WHAT IS REQUIRED →
Within these entries, which lines include the string "head"? Copy each one.

Recorded data

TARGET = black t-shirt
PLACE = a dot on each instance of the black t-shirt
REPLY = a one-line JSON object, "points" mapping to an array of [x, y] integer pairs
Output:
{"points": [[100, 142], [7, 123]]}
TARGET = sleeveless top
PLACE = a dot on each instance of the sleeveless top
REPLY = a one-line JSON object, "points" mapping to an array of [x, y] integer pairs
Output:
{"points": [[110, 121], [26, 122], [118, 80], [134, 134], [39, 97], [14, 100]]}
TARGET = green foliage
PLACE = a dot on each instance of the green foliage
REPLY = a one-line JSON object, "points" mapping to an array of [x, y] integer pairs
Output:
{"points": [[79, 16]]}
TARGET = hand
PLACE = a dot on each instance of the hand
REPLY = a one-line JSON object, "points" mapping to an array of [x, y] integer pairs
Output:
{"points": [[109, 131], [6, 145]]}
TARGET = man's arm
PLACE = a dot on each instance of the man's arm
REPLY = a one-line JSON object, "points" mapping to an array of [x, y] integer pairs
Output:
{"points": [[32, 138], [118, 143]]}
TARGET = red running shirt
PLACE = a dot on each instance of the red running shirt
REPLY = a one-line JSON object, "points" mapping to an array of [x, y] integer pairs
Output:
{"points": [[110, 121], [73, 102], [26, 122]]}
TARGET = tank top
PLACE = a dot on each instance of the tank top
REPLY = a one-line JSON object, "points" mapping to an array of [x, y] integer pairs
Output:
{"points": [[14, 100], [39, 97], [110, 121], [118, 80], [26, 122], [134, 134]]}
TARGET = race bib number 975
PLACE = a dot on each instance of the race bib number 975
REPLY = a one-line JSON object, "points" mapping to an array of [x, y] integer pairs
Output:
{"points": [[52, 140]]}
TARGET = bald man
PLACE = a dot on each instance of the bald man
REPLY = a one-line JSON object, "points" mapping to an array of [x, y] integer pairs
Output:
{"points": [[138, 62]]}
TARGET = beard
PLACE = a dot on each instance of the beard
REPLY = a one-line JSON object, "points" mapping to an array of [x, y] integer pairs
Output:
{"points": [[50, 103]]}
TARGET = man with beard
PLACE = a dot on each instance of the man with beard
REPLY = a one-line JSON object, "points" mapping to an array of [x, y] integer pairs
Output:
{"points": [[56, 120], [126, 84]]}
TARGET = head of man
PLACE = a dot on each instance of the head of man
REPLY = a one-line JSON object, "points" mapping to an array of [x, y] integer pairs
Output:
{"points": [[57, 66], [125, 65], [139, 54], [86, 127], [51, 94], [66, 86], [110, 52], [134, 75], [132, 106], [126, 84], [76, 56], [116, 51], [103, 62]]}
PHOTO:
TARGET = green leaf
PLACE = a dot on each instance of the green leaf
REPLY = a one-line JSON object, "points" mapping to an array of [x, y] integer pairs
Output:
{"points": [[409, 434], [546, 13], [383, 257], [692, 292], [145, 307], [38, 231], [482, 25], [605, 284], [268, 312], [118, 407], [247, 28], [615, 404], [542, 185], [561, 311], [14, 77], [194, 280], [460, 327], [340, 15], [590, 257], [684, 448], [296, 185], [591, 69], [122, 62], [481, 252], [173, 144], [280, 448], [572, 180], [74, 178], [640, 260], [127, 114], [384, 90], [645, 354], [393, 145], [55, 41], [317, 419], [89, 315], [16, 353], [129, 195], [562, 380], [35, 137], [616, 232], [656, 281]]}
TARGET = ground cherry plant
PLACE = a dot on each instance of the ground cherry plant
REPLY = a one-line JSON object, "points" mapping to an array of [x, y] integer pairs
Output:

SOLUTION TO THIS PROBLEM →
TARGET = head of man
PLACE = a dot on each instance of the head of man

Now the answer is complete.